§ WHAT THE TASK ASKS
Below are the records; restate word for word the lines from the first through the one containing "Each instance of the woman's face", and only those.

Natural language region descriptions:

● ● ● ● ● ● ●

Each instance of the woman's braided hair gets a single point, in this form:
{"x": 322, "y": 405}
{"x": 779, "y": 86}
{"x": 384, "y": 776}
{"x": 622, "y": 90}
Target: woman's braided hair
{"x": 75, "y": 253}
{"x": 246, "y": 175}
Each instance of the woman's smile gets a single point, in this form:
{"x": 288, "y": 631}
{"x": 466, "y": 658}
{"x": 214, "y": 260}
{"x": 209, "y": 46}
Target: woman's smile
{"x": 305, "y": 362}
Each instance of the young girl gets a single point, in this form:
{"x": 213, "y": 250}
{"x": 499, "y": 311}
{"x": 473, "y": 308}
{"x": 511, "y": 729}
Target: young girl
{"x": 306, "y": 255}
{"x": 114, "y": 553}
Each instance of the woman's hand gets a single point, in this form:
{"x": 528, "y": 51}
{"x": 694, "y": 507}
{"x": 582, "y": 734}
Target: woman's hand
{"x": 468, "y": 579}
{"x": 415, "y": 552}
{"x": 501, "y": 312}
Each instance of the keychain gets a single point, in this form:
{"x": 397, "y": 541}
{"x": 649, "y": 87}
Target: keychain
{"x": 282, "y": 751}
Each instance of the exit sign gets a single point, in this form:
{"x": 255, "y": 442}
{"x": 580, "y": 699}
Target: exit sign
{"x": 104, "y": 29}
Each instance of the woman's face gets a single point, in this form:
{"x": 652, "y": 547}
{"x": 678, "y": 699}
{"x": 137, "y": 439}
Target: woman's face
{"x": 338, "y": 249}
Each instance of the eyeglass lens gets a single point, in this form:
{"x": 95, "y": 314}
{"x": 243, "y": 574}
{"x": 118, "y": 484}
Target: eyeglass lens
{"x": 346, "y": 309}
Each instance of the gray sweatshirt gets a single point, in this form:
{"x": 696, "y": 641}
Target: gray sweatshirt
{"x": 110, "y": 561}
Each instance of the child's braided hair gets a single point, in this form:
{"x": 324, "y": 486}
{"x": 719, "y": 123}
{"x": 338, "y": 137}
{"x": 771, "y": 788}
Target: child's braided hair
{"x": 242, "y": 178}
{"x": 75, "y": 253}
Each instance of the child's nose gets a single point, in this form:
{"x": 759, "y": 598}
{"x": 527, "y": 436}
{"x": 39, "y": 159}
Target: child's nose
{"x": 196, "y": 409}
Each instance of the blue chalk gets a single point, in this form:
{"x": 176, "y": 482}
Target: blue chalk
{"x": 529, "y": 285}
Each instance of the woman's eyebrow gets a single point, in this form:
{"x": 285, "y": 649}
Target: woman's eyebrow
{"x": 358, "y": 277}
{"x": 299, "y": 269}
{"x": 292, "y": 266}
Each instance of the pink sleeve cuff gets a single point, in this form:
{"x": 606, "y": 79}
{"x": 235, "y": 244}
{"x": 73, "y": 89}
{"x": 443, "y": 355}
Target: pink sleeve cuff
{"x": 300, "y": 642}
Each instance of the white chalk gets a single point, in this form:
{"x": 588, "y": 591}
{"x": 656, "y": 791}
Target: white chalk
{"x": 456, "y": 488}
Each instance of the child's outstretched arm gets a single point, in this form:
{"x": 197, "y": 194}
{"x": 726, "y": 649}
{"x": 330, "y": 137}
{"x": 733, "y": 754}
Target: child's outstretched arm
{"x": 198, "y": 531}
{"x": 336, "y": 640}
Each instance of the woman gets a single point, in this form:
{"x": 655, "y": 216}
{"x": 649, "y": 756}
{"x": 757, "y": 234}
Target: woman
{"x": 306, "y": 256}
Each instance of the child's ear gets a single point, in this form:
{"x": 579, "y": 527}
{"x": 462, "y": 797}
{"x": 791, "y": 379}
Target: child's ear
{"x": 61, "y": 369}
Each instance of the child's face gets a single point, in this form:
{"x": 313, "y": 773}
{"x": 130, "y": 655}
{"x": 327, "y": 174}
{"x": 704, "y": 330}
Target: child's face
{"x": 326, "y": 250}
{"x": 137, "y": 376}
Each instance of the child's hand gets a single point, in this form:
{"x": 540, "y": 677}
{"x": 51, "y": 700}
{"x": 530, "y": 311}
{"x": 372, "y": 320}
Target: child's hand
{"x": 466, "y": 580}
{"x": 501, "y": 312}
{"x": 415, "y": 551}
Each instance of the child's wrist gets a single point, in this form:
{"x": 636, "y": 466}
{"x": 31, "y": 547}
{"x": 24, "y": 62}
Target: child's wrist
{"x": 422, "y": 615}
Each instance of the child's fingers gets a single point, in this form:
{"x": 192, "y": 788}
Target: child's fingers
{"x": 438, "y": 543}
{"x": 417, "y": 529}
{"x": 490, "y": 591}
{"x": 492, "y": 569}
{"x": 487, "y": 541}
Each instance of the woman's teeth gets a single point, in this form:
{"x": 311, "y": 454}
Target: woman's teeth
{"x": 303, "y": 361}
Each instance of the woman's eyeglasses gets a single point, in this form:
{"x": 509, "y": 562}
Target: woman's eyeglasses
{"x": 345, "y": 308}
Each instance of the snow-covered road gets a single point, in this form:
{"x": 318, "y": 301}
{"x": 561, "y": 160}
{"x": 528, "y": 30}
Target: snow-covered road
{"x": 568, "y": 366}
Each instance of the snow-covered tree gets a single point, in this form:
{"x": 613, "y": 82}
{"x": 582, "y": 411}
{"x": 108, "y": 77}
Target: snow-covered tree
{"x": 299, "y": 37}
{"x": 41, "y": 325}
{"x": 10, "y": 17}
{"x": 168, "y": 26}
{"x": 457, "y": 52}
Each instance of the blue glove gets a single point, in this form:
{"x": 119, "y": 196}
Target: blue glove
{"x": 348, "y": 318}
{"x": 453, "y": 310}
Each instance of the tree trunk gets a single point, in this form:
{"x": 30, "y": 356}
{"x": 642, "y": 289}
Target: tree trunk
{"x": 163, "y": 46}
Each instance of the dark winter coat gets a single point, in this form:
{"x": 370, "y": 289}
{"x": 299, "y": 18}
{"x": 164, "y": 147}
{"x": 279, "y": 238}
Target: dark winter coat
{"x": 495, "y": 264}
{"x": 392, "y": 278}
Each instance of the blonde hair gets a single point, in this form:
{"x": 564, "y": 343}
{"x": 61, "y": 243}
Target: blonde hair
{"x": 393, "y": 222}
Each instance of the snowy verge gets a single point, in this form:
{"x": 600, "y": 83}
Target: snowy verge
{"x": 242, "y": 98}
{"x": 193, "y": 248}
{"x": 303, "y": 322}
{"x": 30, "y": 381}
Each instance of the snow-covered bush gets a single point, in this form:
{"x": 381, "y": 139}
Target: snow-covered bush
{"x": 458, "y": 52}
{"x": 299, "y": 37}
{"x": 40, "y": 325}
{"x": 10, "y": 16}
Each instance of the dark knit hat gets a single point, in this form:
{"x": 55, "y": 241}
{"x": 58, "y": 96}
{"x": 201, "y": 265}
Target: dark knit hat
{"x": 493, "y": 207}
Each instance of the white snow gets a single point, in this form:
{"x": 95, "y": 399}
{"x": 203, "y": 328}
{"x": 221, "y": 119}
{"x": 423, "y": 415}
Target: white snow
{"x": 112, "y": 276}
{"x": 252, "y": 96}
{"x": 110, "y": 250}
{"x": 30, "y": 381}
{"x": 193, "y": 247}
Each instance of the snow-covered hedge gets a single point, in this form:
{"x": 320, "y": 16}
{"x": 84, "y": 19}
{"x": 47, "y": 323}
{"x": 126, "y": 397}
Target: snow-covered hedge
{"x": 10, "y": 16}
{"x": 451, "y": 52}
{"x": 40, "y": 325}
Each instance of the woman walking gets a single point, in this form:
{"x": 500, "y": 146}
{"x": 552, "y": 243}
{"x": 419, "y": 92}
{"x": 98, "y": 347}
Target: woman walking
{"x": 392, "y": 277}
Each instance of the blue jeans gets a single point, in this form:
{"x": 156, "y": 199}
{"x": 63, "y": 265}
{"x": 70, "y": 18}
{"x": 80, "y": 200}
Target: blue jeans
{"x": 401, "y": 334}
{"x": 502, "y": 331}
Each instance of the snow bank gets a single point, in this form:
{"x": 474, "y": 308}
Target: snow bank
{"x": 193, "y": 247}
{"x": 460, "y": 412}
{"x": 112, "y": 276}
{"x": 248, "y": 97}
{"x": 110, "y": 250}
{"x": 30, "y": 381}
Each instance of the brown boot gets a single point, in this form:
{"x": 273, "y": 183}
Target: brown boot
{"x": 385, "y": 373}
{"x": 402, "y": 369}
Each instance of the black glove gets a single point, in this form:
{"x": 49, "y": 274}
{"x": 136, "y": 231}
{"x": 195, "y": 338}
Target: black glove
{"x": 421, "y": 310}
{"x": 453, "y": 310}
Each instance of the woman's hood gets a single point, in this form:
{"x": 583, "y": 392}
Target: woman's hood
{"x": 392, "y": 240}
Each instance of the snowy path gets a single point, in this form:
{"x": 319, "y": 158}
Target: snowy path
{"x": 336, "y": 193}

● ● ● ● ● ● ●

§ ANSWER SECTION
Each instance of the woman's braided hair gets a single point, in this form:
{"x": 322, "y": 405}
{"x": 779, "y": 86}
{"x": 384, "y": 776}
{"x": 622, "y": 90}
Target: woman's braided hair
{"x": 75, "y": 253}
{"x": 246, "y": 175}
Each instance of the woman's smile gets a single point, in this form:
{"x": 288, "y": 631}
{"x": 466, "y": 658}
{"x": 214, "y": 260}
{"x": 209, "y": 46}
Target: woman's smile
{"x": 305, "y": 362}
Each instance of the young girl gets a single point, in this form:
{"x": 213, "y": 250}
{"x": 499, "y": 311}
{"x": 473, "y": 308}
{"x": 511, "y": 729}
Target: young girl
{"x": 306, "y": 255}
{"x": 114, "y": 553}
Each instance of the woman's hand gets a single point, in this form:
{"x": 528, "y": 51}
{"x": 694, "y": 507}
{"x": 582, "y": 734}
Target: woman's hand
{"x": 468, "y": 579}
{"x": 415, "y": 552}
{"x": 501, "y": 312}
Each instance of the keychain gets a single point, in this form:
{"x": 397, "y": 541}
{"x": 649, "y": 87}
Target: keychain
{"x": 282, "y": 751}
Each instance of the exit sign gets a single point, in this form:
{"x": 255, "y": 442}
{"x": 580, "y": 699}
Target: exit sign
{"x": 104, "y": 29}
Each instance of the woman's face gets a single point, in this form:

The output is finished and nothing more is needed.